Start of Block

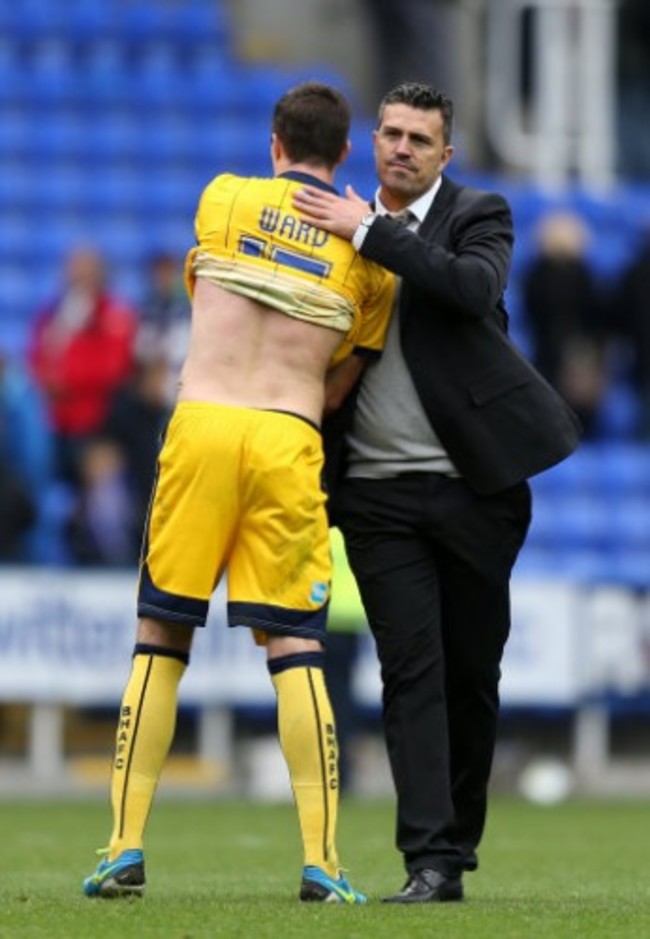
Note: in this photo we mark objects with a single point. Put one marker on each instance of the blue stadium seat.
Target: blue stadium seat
(624, 467)
(630, 523)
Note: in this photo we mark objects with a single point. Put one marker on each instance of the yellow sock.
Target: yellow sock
(308, 741)
(144, 734)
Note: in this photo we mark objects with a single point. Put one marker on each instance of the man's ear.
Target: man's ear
(276, 147)
(345, 152)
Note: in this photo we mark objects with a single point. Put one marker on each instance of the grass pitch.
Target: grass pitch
(231, 869)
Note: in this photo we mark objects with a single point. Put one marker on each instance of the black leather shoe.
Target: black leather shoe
(428, 886)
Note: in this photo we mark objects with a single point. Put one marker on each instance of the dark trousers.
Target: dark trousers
(433, 563)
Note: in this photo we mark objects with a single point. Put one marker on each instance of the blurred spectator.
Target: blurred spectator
(566, 316)
(81, 350)
(101, 529)
(632, 306)
(135, 421)
(25, 463)
(165, 318)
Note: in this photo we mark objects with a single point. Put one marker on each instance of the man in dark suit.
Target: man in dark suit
(434, 505)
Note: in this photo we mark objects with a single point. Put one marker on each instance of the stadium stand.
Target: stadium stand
(114, 117)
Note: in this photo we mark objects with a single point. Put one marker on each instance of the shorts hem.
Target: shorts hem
(278, 629)
(157, 612)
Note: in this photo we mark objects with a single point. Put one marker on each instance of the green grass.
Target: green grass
(231, 869)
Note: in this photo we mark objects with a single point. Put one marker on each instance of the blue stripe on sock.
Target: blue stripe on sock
(297, 660)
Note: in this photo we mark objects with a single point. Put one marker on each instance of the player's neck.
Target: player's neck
(322, 173)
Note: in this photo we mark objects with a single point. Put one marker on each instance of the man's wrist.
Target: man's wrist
(362, 229)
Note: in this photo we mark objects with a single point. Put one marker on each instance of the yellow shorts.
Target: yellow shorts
(238, 490)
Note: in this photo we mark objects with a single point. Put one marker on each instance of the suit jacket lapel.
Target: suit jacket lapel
(441, 205)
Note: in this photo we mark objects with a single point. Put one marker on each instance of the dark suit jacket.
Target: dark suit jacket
(498, 419)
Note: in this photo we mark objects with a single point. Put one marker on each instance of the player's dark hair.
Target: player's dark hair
(312, 121)
(425, 98)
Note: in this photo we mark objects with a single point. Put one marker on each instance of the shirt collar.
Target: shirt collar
(420, 207)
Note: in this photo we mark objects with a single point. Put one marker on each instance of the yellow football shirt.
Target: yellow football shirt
(250, 240)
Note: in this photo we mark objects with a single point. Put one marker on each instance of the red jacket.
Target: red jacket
(80, 373)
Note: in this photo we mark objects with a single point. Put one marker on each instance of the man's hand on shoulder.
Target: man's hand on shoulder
(340, 215)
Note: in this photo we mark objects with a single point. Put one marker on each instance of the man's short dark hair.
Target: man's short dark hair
(312, 121)
(425, 98)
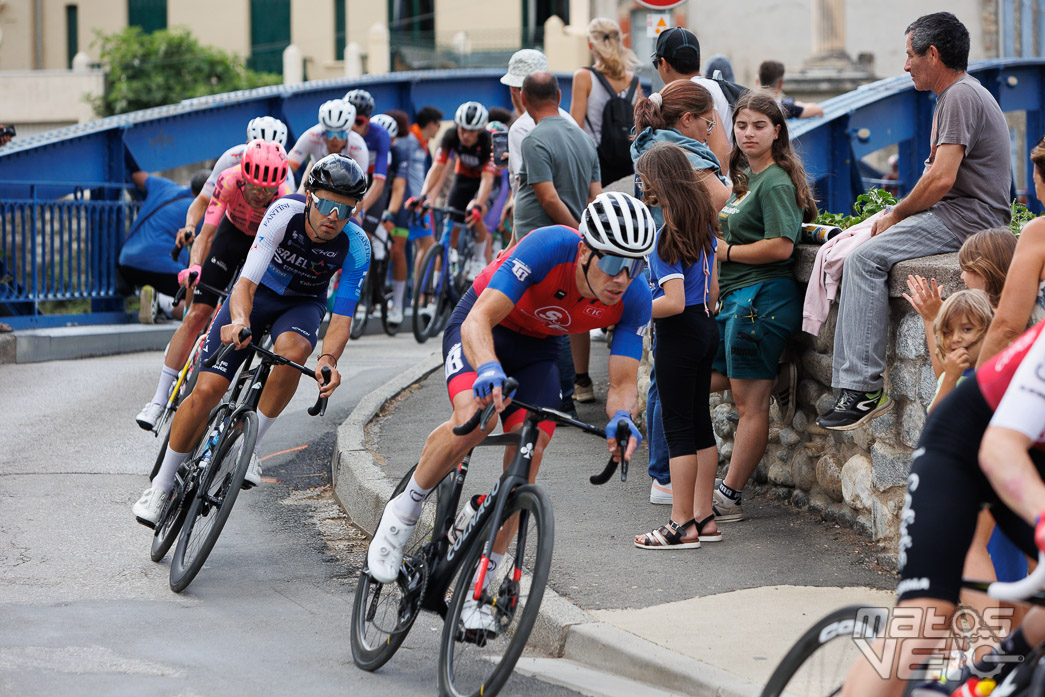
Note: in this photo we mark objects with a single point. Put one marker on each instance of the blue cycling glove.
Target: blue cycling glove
(622, 416)
(490, 375)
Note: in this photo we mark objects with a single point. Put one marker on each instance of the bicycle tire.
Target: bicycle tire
(427, 289)
(373, 649)
(473, 663)
(817, 664)
(214, 498)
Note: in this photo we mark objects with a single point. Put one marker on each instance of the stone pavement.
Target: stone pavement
(712, 621)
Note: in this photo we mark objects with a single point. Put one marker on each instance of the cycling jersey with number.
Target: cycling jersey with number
(471, 160)
(229, 202)
(538, 274)
(284, 259)
(1013, 384)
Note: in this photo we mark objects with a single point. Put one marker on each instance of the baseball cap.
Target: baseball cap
(670, 42)
(521, 64)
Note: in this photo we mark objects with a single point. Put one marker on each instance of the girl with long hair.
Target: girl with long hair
(684, 295)
(761, 306)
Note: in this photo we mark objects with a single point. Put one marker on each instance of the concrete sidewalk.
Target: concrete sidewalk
(714, 621)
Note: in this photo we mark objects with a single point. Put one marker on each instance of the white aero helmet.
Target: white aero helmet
(388, 123)
(266, 128)
(337, 115)
(471, 116)
(618, 224)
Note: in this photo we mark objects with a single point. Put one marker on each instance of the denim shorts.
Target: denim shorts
(756, 324)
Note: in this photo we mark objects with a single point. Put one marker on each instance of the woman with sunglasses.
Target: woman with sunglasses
(761, 304)
(302, 241)
(684, 295)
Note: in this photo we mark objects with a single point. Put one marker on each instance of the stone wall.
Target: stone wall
(853, 478)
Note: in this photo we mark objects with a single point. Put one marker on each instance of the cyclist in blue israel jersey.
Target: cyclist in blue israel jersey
(555, 281)
(301, 242)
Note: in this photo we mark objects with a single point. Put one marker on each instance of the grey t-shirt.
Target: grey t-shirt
(556, 150)
(968, 115)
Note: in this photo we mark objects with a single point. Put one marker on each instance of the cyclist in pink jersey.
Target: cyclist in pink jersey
(240, 199)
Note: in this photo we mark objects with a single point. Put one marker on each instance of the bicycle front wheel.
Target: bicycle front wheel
(216, 493)
(484, 637)
(427, 292)
(817, 664)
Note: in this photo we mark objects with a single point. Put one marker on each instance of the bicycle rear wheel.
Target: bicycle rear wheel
(428, 294)
(818, 663)
(216, 493)
(479, 659)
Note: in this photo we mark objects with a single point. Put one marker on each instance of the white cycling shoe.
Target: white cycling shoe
(385, 554)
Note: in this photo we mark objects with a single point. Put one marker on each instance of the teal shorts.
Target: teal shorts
(756, 324)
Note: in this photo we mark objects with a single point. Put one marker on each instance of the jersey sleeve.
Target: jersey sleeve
(533, 258)
(352, 272)
(634, 321)
(270, 235)
(1022, 408)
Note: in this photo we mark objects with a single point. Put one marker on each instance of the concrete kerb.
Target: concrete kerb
(562, 629)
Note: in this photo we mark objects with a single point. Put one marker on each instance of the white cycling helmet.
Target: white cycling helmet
(337, 115)
(471, 116)
(618, 224)
(388, 123)
(266, 128)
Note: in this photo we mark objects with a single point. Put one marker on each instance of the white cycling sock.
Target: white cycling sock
(398, 289)
(263, 423)
(408, 505)
(167, 377)
(165, 478)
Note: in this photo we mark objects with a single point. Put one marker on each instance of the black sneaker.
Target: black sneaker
(854, 409)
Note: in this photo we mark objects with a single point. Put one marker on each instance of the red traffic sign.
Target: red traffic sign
(660, 4)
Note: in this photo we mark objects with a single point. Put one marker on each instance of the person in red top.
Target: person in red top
(233, 214)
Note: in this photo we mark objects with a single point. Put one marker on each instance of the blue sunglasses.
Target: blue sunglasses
(326, 206)
(611, 265)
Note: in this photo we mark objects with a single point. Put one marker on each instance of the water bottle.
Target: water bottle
(464, 516)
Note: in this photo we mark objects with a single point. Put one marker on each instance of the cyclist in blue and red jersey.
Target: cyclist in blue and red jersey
(555, 281)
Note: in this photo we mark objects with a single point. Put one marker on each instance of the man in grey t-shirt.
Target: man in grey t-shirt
(964, 188)
(559, 173)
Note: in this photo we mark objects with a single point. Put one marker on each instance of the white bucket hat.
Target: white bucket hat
(521, 64)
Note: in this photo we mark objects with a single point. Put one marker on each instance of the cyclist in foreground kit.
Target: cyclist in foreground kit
(555, 281)
(983, 445)
(302, 241)
(233, 214)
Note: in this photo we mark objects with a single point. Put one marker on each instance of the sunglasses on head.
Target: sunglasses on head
(612, 264)
(326, 206)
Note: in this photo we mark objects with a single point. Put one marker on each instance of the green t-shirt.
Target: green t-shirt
(767, 210)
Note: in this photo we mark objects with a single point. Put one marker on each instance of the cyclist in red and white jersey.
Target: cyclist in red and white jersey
(332, 134)
(982, 446)
(235, 210)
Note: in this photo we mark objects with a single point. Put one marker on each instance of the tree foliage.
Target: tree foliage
(164, 67)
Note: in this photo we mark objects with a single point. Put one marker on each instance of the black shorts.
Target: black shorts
(946, 491)
(228, 251)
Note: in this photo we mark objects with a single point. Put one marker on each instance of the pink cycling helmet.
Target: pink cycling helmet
(263, 163)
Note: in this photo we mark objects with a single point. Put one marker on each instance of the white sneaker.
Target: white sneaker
(478, 617)
(385, 554)
(148, 415)
(149, 507)
(253, 475)
(660, 493)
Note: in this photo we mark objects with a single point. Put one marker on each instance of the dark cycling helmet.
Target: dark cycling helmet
(362, 100)
(338, 175)
(618, 224)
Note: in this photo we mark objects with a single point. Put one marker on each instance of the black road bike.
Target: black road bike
(207, 484)
(473, 659)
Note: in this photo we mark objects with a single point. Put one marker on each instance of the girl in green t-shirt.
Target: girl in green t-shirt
(761, 305)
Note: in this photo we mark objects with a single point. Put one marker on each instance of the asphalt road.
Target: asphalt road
(84, 611)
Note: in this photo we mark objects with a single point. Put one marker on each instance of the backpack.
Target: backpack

End of Block

- What to work on -
Give back, unchanged, the line containing "the asphalt road." and each line that comes after it in the entries above, ending with the last.

- Written reply -
Note: in this photo we mark objects with a single point. Put one marker on each instance of the asphalt road.
Target: asphalt road
(84, 611)
Note: in this photo we mark objects with a single point. Put one marker on each instance of the backpack.
Target: backpack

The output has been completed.